*PROBLEM DESCRIPTION*
Using the listing below, copy every line that mentions "outline".

*WORKING DATA*
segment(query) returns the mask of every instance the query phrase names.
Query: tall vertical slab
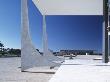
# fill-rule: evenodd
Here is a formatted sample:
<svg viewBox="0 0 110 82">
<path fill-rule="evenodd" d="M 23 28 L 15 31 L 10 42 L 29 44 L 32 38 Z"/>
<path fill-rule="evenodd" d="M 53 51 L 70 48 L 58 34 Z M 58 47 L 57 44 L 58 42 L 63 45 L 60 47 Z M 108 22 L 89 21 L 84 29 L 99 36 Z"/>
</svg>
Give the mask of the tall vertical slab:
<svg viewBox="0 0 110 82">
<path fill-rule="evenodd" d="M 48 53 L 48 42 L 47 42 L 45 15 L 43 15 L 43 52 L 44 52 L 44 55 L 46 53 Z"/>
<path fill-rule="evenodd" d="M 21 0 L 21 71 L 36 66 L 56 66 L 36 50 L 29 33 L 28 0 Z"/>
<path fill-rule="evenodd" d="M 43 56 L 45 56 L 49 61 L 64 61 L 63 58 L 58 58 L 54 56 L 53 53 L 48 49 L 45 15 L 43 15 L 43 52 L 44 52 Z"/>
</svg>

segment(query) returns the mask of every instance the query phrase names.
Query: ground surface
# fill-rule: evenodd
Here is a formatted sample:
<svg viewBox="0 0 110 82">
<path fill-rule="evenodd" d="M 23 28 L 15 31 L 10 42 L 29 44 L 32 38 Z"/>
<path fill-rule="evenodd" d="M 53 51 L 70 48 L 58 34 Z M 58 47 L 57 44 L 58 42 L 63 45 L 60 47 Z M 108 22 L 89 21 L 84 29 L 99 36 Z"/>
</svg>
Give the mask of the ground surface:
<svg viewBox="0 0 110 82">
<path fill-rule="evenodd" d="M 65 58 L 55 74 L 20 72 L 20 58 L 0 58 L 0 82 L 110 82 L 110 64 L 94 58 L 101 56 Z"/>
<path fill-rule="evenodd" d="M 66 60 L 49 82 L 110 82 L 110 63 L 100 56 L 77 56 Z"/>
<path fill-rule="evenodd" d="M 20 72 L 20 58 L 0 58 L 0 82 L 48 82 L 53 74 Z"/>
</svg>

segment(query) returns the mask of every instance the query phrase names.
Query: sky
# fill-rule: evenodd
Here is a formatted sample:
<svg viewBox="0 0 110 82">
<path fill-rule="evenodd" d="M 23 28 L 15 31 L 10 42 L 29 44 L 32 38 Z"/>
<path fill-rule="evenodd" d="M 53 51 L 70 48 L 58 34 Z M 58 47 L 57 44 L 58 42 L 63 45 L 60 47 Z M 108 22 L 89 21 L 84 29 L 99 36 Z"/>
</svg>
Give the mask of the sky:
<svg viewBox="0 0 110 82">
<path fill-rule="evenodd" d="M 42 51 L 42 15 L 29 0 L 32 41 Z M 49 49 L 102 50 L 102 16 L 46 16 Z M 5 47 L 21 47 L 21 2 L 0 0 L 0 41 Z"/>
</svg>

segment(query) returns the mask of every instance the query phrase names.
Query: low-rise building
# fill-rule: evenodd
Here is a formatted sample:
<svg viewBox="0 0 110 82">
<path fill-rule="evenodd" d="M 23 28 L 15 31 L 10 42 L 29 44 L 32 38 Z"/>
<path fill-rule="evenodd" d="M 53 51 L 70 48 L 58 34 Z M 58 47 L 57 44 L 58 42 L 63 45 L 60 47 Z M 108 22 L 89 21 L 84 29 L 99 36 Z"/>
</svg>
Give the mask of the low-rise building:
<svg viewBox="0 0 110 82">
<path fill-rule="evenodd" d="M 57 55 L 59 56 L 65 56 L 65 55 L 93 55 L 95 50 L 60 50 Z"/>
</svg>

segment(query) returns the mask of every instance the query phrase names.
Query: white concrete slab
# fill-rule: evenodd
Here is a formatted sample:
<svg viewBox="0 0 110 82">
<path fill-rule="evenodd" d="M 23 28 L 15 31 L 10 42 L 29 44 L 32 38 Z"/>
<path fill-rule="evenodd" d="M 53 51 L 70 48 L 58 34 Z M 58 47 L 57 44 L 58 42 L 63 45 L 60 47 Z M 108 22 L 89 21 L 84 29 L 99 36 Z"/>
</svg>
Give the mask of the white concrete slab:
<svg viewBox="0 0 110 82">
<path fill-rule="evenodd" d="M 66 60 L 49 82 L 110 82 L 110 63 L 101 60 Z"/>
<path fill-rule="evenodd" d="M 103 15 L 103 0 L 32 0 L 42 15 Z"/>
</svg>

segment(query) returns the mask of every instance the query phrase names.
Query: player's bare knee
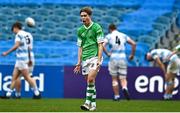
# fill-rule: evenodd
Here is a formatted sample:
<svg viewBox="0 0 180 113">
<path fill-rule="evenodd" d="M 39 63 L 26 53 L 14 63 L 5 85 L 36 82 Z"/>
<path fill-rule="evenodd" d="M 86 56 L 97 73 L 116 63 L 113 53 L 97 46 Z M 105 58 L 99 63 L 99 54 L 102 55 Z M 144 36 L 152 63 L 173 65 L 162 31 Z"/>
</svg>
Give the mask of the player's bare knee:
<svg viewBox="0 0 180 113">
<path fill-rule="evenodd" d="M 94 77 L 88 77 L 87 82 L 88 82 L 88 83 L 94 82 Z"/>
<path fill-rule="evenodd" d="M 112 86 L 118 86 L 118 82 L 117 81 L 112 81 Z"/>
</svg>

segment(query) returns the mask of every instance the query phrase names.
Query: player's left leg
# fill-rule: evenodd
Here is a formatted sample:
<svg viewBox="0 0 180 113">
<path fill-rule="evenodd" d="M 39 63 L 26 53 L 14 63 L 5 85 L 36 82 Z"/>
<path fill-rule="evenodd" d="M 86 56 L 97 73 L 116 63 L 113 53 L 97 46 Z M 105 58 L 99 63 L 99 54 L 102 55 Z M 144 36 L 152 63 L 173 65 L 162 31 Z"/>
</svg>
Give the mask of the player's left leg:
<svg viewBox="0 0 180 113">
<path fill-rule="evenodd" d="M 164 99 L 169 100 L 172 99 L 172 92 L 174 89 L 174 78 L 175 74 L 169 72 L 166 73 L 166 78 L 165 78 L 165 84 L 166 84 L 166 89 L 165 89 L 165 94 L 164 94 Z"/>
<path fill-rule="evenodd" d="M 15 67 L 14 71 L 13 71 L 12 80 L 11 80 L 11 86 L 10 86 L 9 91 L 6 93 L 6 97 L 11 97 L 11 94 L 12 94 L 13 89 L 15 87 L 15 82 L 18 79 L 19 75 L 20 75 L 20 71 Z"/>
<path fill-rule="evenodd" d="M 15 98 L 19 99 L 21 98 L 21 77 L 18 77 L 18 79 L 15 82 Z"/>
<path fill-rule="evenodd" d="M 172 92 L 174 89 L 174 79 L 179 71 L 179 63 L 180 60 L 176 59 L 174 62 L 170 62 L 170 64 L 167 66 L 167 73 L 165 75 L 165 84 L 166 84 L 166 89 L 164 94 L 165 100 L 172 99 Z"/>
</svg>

...

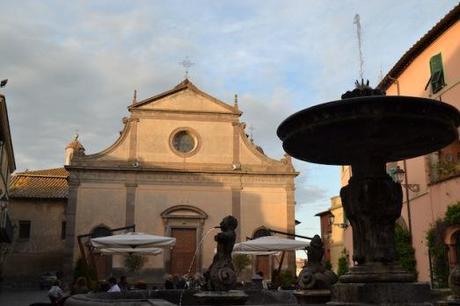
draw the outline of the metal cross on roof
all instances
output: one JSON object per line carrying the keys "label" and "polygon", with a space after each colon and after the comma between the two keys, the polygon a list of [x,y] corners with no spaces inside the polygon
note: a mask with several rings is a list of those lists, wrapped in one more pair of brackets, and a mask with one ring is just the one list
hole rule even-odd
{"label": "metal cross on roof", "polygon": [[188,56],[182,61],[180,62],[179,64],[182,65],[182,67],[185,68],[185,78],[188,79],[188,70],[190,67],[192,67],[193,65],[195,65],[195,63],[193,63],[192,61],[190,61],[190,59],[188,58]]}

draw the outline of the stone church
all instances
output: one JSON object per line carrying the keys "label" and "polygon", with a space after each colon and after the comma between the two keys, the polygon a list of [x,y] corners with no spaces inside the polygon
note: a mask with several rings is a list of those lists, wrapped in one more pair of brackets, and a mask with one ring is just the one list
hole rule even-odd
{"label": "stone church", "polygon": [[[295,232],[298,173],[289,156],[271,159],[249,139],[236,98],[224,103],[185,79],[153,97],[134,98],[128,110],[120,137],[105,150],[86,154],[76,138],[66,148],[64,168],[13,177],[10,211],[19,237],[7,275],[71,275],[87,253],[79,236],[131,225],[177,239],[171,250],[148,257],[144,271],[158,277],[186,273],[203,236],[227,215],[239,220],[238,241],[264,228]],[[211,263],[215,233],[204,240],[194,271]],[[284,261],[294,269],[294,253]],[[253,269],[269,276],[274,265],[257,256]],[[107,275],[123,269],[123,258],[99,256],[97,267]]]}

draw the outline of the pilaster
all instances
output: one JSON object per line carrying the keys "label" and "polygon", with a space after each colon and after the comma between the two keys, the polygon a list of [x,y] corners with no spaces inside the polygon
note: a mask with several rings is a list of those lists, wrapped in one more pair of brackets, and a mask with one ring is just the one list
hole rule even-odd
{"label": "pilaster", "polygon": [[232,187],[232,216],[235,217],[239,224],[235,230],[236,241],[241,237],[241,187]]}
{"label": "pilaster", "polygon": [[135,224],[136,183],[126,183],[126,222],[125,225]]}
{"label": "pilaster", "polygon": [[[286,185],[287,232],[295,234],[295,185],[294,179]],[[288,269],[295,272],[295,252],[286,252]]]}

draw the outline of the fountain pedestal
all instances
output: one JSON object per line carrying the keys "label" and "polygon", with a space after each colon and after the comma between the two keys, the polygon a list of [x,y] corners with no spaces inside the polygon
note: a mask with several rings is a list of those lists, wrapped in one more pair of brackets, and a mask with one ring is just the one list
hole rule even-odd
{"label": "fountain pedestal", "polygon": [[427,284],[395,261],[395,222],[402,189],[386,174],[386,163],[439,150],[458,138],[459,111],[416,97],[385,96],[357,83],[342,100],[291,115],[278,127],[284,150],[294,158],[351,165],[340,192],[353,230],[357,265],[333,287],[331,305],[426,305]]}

* * *

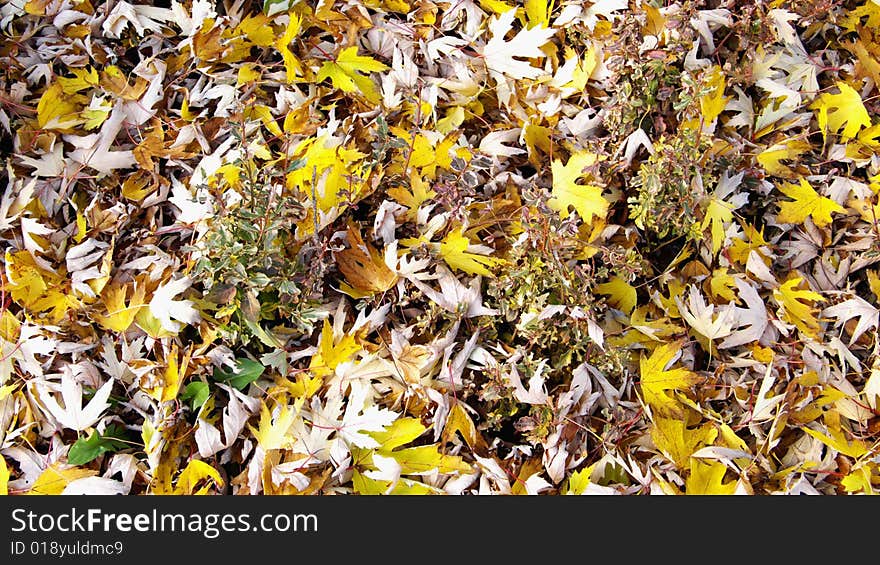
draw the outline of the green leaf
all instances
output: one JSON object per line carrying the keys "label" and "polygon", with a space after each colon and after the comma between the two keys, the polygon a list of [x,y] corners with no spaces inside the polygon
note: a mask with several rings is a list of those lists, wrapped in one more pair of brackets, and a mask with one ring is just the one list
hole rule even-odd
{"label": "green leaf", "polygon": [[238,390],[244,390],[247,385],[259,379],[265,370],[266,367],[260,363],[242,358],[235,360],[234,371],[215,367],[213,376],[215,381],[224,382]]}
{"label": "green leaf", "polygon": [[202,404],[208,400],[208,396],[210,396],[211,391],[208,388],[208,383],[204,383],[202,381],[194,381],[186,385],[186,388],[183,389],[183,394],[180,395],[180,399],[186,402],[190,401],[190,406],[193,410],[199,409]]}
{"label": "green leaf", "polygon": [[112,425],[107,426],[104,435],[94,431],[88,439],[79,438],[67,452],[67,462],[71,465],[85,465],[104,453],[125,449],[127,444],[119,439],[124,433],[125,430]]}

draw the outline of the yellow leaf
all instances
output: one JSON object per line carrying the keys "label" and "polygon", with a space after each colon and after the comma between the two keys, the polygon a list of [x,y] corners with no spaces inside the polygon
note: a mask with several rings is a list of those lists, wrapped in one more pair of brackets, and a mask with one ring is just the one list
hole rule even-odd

*WRITTEN SOLUTION*
draw the outline of the metal cross on roof
draw the outline of the stone church
draw the outline of the pilaster
draw the outline of the fountain pedestal
draw the outline of the green leaf
draw the outline of the yellow leaf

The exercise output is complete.